* _Fragmento proporcionado_:
■ ■ ■
El lugar abre en la memoria una profunda brecha. De forma aleatoria emanan secuencias de otros días cuyo sentido trata de dilucidar con inquietud. Regresa un yo con apenas dieciocho años, que respira alrededor una atmósfera de novela negra; el barrio y toda la ciudad muestran los indicios de la crisis colonial y trata de recuperarse de la recesión acogiendo a tipos casi anónimos que entrelazan sus existencias. Son vidas periféricas, como si desempeñaran papeles inadvertidos y secundarios en un ambiente equivoco.

En ese mapa resucita el recuerdo para dejar sobre la mesa los reflejos furtivos de una conspiración que afecta a los intereses postcoloniales del país en el norte de África. Un suceso histórico, el oscuro secuestro de Ben Barka, líder opositor del rey de Marruecos Hassan II, es el núcleo argumental de la trama. Pero el suceso y su gestación en los aledaños de Montparnasse nunca se trata de forma explícita. Está ahí, y alrededor se mueven personajes sombríos, atados a un anonimato deprimente. Así va creciendo un círculo de relaciones en cuya sordidez se implican otras existencias. El joven narrador —un trasunto del propio Modiano— mantiene una relación afectiva con una de las implicadas y a través de ella va descubriendo las ataduras conspirativas. Líneas de fuga que los distintos personajes van recorriendo hasta confluir en la resolución de la trama, cuando los acontecimientos adquieren un paso natural.
■ ■ ■
* _Problema a resolver_: Prosigue el fragmento sobre el secuestro de Ben Barka y el joven narrador a partir de su última oración.

[Un bloque de datos]
■ ■ ■
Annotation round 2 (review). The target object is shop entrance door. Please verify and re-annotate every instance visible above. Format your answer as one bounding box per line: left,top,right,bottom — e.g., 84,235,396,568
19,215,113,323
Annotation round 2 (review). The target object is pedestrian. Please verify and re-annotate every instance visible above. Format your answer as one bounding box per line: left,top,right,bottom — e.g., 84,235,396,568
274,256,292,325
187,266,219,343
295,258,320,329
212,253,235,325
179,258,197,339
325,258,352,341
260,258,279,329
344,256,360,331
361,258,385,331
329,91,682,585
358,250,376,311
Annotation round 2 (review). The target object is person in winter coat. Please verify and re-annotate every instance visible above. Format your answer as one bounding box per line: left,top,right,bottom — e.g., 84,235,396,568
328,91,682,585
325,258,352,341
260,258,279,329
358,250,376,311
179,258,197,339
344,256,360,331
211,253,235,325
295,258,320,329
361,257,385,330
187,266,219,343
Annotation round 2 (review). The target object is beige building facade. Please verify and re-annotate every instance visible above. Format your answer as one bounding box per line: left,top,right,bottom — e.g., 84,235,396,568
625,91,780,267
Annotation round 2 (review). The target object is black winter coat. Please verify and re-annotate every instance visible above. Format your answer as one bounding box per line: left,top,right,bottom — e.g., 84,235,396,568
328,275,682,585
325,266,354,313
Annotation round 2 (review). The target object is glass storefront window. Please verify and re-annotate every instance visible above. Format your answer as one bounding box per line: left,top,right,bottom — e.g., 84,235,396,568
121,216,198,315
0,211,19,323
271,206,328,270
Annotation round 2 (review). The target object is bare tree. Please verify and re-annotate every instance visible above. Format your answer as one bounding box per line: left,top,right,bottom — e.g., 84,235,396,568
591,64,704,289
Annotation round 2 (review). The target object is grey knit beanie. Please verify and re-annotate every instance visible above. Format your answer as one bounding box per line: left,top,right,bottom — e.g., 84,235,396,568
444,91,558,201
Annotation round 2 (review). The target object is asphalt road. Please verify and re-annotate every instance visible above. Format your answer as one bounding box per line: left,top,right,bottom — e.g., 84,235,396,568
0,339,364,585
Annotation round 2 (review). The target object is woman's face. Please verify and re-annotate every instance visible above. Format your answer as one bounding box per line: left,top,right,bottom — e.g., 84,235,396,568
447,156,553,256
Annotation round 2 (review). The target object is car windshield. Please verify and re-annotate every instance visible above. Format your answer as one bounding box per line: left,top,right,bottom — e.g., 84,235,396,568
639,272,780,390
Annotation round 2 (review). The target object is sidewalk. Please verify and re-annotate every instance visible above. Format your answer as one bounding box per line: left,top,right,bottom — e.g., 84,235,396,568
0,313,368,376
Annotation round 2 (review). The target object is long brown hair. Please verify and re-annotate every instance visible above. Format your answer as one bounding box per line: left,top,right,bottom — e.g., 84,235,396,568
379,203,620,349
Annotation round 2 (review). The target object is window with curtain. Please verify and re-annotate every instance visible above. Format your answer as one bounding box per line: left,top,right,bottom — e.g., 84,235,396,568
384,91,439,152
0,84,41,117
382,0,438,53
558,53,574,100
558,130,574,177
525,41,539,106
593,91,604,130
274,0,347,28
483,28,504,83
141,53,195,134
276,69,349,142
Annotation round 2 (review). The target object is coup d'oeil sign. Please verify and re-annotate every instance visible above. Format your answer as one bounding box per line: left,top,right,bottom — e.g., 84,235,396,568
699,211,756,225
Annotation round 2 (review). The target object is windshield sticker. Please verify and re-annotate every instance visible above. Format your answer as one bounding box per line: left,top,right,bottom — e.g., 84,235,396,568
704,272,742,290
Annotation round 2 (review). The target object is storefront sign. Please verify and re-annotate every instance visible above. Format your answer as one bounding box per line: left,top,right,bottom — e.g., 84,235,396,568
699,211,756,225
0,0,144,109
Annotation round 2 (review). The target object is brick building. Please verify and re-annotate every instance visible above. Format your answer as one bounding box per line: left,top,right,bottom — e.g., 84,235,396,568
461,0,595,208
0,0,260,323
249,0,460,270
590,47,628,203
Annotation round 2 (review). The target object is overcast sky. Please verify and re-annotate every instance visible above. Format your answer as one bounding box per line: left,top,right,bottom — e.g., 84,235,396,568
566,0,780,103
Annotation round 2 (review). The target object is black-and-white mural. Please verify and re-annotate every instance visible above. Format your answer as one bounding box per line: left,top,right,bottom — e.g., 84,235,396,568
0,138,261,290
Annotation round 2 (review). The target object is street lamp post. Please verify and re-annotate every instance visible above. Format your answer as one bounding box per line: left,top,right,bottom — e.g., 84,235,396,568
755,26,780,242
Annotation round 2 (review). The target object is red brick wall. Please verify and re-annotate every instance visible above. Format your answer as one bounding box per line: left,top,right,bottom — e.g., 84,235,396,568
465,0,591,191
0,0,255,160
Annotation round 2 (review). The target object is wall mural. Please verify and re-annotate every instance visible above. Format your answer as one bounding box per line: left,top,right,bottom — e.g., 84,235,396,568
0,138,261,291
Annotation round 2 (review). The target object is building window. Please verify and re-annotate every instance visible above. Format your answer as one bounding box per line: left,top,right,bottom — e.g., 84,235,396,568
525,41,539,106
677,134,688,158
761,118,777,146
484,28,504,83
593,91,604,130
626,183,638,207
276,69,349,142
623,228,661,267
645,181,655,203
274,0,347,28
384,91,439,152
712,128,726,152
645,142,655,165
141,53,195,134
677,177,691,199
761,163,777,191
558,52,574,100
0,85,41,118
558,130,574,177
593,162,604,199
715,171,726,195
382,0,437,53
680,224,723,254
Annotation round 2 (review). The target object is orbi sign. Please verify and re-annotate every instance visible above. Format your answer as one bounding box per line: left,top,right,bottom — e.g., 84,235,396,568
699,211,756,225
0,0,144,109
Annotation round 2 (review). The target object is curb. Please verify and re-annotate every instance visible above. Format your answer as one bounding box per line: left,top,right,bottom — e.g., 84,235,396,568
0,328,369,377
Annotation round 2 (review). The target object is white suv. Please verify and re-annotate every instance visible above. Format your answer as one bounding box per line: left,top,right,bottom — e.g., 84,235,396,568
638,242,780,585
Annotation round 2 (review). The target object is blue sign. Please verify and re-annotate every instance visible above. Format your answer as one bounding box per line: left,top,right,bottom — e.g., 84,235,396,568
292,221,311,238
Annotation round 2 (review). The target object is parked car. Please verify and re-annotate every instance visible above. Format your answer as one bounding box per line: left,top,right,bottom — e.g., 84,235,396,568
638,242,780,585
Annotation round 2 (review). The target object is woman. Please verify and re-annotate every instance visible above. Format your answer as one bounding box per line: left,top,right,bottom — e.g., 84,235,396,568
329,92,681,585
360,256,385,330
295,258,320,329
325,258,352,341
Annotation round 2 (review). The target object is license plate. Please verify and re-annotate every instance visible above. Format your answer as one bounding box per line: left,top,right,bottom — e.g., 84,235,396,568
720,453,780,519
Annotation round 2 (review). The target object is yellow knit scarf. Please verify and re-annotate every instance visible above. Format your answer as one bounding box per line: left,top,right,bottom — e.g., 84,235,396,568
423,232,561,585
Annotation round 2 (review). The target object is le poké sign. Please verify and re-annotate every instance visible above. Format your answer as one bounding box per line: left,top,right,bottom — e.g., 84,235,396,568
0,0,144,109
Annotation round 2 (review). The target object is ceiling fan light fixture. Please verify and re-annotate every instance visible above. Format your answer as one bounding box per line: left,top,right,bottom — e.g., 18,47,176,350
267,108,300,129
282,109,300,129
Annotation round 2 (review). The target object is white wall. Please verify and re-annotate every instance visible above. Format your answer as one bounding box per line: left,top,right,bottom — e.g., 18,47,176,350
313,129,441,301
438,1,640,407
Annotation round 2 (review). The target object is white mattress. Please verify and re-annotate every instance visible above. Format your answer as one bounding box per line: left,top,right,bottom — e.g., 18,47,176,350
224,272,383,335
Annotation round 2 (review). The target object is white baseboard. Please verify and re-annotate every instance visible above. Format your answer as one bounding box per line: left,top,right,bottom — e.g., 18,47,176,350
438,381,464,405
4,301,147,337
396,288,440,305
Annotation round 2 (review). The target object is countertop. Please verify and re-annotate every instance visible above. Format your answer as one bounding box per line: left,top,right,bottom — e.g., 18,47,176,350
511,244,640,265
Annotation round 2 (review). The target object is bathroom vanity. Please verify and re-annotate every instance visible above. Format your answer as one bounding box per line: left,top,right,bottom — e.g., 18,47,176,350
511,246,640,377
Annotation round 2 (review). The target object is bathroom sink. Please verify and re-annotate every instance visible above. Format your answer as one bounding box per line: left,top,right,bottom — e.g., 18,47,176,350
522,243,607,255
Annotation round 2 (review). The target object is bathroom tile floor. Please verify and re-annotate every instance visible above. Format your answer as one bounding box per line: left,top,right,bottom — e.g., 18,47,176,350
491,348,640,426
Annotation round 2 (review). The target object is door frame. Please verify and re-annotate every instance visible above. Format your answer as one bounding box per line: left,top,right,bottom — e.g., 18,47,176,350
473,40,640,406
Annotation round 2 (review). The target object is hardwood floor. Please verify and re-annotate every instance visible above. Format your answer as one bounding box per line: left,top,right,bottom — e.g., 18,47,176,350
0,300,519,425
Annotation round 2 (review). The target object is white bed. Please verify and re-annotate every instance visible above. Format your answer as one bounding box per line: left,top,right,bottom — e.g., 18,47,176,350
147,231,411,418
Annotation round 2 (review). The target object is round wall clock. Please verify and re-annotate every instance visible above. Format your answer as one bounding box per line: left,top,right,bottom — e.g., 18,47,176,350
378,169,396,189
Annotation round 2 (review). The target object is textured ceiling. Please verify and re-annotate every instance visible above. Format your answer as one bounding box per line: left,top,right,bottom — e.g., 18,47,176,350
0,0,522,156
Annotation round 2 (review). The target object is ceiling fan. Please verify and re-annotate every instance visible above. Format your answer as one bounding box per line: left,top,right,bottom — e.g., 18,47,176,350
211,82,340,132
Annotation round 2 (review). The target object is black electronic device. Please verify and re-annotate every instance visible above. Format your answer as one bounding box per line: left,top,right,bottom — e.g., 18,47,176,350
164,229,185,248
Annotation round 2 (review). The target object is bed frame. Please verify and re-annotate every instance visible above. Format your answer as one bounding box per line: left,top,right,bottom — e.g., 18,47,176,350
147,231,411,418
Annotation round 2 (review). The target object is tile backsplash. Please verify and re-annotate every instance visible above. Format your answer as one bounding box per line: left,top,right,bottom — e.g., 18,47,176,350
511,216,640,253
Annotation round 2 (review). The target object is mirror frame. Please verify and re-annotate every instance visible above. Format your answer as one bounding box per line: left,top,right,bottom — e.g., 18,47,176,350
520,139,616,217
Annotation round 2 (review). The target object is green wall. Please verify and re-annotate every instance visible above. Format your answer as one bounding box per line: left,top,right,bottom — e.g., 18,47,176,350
■ ■ ■
* _Respuesta correcta_:
Esta edición de Javier Aparicio Maydeu de La hierba de las noches, obra de 2012, traducida al castellano por María Teresa Gallego se convierte en una didáctica guía de lectura de uno de los más sólidos narradores contemporáneos. Un empeño clarificador que muestra la textura de los diferentes libros con un análisis comparado y una explicación pausada de lugares y datos. Patrick Modiano reconstruye con precisión cartográfica, deja sobre la mesa planos desplegados, itinerarios por los que vuelve el pasado personal que se enriquece con aportes imaginarios. Una vez más, se entiende la escritura como un tejido discontinuo, una urdimbre común de situaciones y personajes entre imaginación y realidad. Patrick Modiano siempre deja la última palabra a la inquieta voz de la memoria. Y su rumor repite: el pasado no es más que un itinerario abierto y disponible hacia el futuro.